# Suns Off-Season Thread



## l0st1 (Jul 2, 2010)

We had a draft thread figured he would be more appropriate to have an off-season thread regarding trade and free agency.

Let's start it off with this little nugget....



> Jordan Schultz, a sports columnist for the Huffington Post, reports that the Spurs are in "serious negotiations with [the Suns] to acquire Marcin Gortat."
> According to the report, which has yet to be confirmed, the deal would center around either a Tiago Splitter sign-and-trade, or a deal involving Boris Diaw and other pieces. It's an interesting proposition for both teams, but we'll reserve further judgment until the trade talks have been confirmed.


http://www.rotoworld.com/headlines/nba/210765/report-spurs-in-talks-w-suns-for-gortat

Really? Splitter I can maybe understand depending on his contract. But I'm really trying to figure out what 'other pieces' they could add to make us take Diaw back. Green/Leonard/Neal are probably off the table so what exactly are they going to add? Future picks?


----------



## Dissonance (Jul 21, 2004)

*Re: Suns Off-season*

I thought about turning the draft thread into offseason one but wasn't sure cuz it doesn't seem like a whole lot is gonna happen.


Probably no truth to it. Not being reported by anyone else that I've seen or national media. Unless I missed it.

And also 


> The Suns took Maryland big man Alex Len with the No. 5 overall pick in the 2013 NBA Draft Thursday night, leaving many to wonder if the Polish Hammer's days in the Valley are numbered.
> 
> But for those looking at a potential departure date for Gortat, who averaged 11.1 points, 8.5 rebounds and 1.6 blocks in 61 games last season, not so fast.
> 
> ...


http://arizonasports.com/41/1645437/Suns-GM-Were-not-looking-to-move-Marcin-Gortat

But we'll see I guess.


----------



## l0st1 (Jul 2, 2010)

*Re: Suns Off-season*

I like Gortat and I don't think he was only a product of the Nash effect. With that said, we need to move him. We are going incredibly young and are obviously not looking to win this year. Len not being able to play really doesn't matter, if anything that should be more incentive to move Gortat. Let's start Morris at Center and laugh as we get demolished nightly.

Gortat for a young player and a pick is enough for me. Or package Dudley and Gortat for a decent piece. If we are going to rebuild let's do it completely. Though I guess they could do something like he witnessed in Boston and make a big package for a 'star' but I don't think we have the pieces for that to be feasible or worth it right now.


----------



## Dissonance (Jul 21, 2004)

*Re: Suns Off-season*

Oh, I totally agree we should deal him for something - just doesn't sound like we will.

This whole roster is a dumpster fire. More changes even with the tank in mind. We can get even worse.


----------



## Maravilla (Jul 6, 2010)

*Re: Suns Off-season*

I am well pleased with this day.


----------



## MeirToTheWise (Nov 9, 2005)

*Re: Suns Off-season*

Apparently we got Bledsoe and Caron with his expiring contract. Guess we're moving Dragic again?



> The Los Angeles Clippers, Phoenix Suns and Milwaukee Bucks have pulled off a three-team trade, according to sources.
> 
> The Clippers have traded Caron Butler and Eric Bledsoe to the Suns, and J.J. Redick and Jared Dudley have been dealt to the Clippers. Redick is expected to sign a four-year, $27 million deal, according to sources.

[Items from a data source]
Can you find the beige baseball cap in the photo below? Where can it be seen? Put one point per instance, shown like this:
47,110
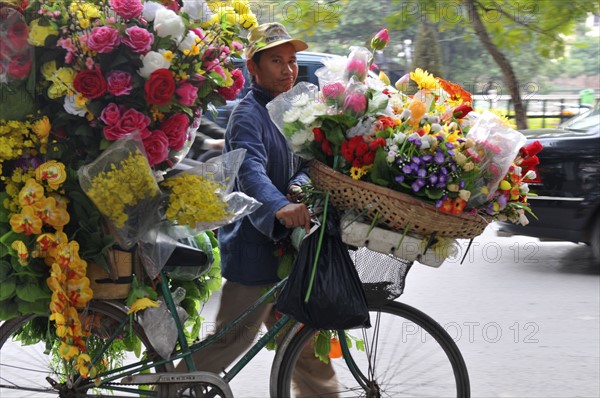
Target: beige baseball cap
269,35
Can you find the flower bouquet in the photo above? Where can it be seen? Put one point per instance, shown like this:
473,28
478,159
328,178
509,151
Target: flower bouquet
425,163
108,68
105,103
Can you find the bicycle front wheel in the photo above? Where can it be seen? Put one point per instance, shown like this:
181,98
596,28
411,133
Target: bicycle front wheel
406,354
32,370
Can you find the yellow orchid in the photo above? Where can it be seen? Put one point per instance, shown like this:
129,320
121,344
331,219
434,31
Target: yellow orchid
83,365
31,192
68,351
52,215
27,222
53,172
22,251
41,127
141,304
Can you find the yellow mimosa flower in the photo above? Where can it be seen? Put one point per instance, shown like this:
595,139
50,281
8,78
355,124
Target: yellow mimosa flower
39,33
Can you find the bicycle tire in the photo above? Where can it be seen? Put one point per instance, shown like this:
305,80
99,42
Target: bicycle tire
426,361
26,367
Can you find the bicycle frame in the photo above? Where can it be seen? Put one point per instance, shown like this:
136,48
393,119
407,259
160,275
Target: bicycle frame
186,350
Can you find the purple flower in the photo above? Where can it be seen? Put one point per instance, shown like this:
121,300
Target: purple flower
439,158
418,184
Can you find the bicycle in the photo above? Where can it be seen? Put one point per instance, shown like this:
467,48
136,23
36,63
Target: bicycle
424,362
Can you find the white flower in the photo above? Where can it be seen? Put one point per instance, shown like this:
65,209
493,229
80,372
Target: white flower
151,62
188,41
74,107
301,137
300,100
197,10
291,115
168,24
150,8
530,175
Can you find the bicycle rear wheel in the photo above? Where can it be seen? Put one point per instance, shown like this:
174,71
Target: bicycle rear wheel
27,370
406,354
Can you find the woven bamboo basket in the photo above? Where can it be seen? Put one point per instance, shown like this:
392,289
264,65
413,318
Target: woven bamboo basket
116,284
394,210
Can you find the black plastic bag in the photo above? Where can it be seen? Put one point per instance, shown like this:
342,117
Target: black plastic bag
337,299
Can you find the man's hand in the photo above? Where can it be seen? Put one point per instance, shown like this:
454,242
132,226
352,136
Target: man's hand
294,215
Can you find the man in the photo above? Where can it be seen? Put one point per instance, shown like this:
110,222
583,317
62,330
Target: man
271,173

→ THINGS TO DO:
**a)** Rewrite the Suns thread starting at "# Suns Off-Season" and ending at "this little nugget....", swapping "nugget" for "tidbit".
**b)** Answer these questions from the Suns thread:
(i) Which columnist reported that the Spurs were negotiating with the Suns for Marcin Gortat, and for what outlet does he write?
(ii) With which overall pick did the Suns take Alex Len in the 2013 NBA Draft?
(iii) Which two players did the Clippers trade to the Suns in the three-team deal?

→ TASK RESULTS:
**a)**
# Suns Off-Season Thread



## l0st1 (Jul 2, 2010)

We had a draft thread figured he would be more appropriate to have an off-season thread regarding trade and free agency.

Let's start it off with this little tidbit....

**b)**
(i) Jordan Schultz, a sports columnist for the Huffington Post.
(ii) The No. 5 overall pick.
(iii) Caron Butler and Eric Bledsoe.